> **To-do list**:
1) Answer these questions from the passage on presidential rankings:
(a) Where did the 2010 Siena poll rank George W. Bush?
(b) Which institute released the first United Kingdom academic survey to rate presidents?
(c) Which magazine asked a panel of historians in 2012 to rank the ten best presidents?
2) Using the passage on presidential rankings, decide whether each statement agrees with it:
(a) The 2010 Siena poll surveyed 238 presidential scholars.
(b) Barack Obama's presidency was included in the 2011 United Kingdom survey.
(c) The Newsweek panel ranked the ten best presidents since 1950.
3) Write the next paragraph of the passage on presidential rankings, picking up after its last sentence.

The 2010 Siena poll of 238 presidential scholars found that former president George W. Bush was ranked 39th out of 43, with poor ratings in handling of the economy, communication, ability to compromise, foreign policy accomplishments, and intelligence. Meanwhile, the then-current president Barack Obama was ranked 15th out of 43, with high ratings for imagination, communication ability, and intelligence and a low rating for background (family, education, and experience).

In 2011, through the agency of its United States Presidency Centre (USPC), the Institute for the Study of the Americas (located in the University of London's School of Advanced Study) released the first ever United Kingdom academic survey to rate presidents. This polled the opinion of British specialists in American history and politics to assess presidential performance. They also gave an interim assessment of Barack Obama, but his unfinished presidency was not included in the survey. (Had he been included, he would have attained eighth place overall.)

In 2012, Newsweek magazine asked a panel of historians to rank the ten best presidents since 1900. The results showed that historians had ranked Franklin D. Roosevelt, Theodore Roosevelt, Lyndon B. Johnson, Woodrow Wilson, Harry S. Truman, John F. Kennedy, Dwight D. Eisenhower, Bill Clinton, Ronald Reagan, and Barack Obama as the best since that year.

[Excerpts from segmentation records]
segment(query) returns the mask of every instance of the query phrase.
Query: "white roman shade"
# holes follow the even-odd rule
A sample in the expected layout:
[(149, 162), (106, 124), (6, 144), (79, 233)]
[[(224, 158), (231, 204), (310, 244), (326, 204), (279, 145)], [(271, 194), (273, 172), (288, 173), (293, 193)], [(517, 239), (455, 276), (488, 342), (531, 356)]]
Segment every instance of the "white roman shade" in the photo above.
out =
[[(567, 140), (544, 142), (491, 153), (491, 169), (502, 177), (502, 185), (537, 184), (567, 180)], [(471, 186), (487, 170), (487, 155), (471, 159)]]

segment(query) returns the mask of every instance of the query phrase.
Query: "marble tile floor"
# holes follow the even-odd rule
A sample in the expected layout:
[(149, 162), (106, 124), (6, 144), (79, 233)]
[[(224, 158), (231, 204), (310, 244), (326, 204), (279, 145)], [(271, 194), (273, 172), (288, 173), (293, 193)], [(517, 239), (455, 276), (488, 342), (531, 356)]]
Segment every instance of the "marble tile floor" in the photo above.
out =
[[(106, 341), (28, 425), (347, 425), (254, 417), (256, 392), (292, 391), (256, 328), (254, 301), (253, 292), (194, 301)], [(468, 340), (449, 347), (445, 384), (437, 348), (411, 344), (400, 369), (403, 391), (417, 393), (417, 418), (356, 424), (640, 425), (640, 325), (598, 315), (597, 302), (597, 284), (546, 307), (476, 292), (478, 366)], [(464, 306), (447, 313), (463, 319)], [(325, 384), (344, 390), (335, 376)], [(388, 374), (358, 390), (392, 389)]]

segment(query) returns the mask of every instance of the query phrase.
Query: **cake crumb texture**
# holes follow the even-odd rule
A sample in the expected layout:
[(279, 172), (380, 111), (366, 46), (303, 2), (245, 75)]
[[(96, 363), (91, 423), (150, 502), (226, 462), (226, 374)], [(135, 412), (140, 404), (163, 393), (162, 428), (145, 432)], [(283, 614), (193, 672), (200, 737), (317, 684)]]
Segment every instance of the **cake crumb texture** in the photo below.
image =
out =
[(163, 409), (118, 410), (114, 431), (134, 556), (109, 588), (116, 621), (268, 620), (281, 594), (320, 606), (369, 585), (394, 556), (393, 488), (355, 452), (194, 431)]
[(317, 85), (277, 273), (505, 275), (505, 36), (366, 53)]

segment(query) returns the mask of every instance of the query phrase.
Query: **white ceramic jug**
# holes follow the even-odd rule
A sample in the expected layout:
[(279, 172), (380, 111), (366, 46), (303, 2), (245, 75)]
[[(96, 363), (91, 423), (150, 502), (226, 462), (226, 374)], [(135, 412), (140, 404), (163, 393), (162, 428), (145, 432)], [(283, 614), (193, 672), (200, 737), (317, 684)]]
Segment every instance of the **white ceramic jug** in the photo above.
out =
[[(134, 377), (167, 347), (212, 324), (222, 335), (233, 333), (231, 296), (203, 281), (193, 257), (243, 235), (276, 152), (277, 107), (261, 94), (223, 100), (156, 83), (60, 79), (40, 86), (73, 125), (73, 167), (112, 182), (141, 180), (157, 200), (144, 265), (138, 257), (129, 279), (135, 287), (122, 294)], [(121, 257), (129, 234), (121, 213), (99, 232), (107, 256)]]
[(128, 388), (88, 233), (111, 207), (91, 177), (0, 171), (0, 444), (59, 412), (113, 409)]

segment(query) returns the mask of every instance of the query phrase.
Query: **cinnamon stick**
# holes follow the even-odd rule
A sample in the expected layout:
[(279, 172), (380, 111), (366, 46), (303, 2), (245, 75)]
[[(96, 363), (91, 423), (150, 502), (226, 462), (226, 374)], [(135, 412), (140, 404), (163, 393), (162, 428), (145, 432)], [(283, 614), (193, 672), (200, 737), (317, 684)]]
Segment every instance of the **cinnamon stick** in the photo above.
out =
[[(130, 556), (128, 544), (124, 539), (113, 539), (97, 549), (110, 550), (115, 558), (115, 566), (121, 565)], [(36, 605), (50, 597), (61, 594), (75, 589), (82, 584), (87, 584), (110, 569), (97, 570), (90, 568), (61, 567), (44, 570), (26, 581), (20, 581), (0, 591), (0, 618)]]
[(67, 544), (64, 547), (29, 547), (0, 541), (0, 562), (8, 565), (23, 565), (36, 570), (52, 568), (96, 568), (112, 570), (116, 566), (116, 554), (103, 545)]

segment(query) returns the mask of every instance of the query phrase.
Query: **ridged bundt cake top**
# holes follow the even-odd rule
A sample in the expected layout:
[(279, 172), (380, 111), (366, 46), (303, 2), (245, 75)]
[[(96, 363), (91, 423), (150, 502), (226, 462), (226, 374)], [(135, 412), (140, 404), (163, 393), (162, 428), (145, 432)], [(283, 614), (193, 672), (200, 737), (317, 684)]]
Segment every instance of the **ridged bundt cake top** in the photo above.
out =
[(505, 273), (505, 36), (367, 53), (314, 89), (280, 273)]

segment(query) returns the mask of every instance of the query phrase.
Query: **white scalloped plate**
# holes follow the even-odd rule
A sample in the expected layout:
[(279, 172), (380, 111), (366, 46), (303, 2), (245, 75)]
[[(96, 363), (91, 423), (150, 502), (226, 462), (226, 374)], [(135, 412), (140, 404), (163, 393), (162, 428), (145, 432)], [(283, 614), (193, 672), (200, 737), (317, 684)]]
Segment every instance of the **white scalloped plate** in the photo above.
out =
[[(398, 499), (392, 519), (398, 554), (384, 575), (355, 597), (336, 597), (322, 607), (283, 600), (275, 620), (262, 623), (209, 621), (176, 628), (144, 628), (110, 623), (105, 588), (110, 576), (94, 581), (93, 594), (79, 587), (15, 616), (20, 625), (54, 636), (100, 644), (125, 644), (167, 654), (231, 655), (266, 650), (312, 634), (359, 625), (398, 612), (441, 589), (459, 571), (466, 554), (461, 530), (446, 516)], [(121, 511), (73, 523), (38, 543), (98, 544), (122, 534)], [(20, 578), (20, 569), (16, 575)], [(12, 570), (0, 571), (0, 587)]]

> **Exercise results**:
1)
(a) 39th out of 43
(b) The Institute for the Study of the Americas, through its United States Presidency Centre (USPC)
(c) Newsweek

2)
(a) Yes: "The 2010 Siena poll of 238 presidential scholars"
(b) No: "his unfinished presidency was not included in the survey"
(c) No: "to rank the ten best presidents since 1900"

3)
A 2013 History News Network poll of 203 American historians, when asked to rate Obama's presidency on an A–F scale, gave him a B- grade. Obama, whom historians graded using 15 separate measures plus an overall grade, was rated most highly in the categories of communication ability, integrity, and crisis management; and most poorly for his relationship with Congress, transparency, and accountability.

A 2015 poll administered by the American Political Science Association (APSA) among political scientists specializing in the American presidency had Abraham Lincoln in the top spot, with George Washington, Franklin D. Roosevelt, Theodore Roosevelt, Thomas Jefferson, Harry S. Truman, Dwight D. Eisenhower, Bill Clinton, Andrew Jackson, and Woodrow Wilson making the top 10. APSA conducted a repeat of this poll in 2018, with Donald Trump appearing for the first time, in last position.

A 2016 survey of 71 British specialists by the Presidential History Network produced similar results to the 2011 USPC survey, with Barack Obama placed in the first quartile.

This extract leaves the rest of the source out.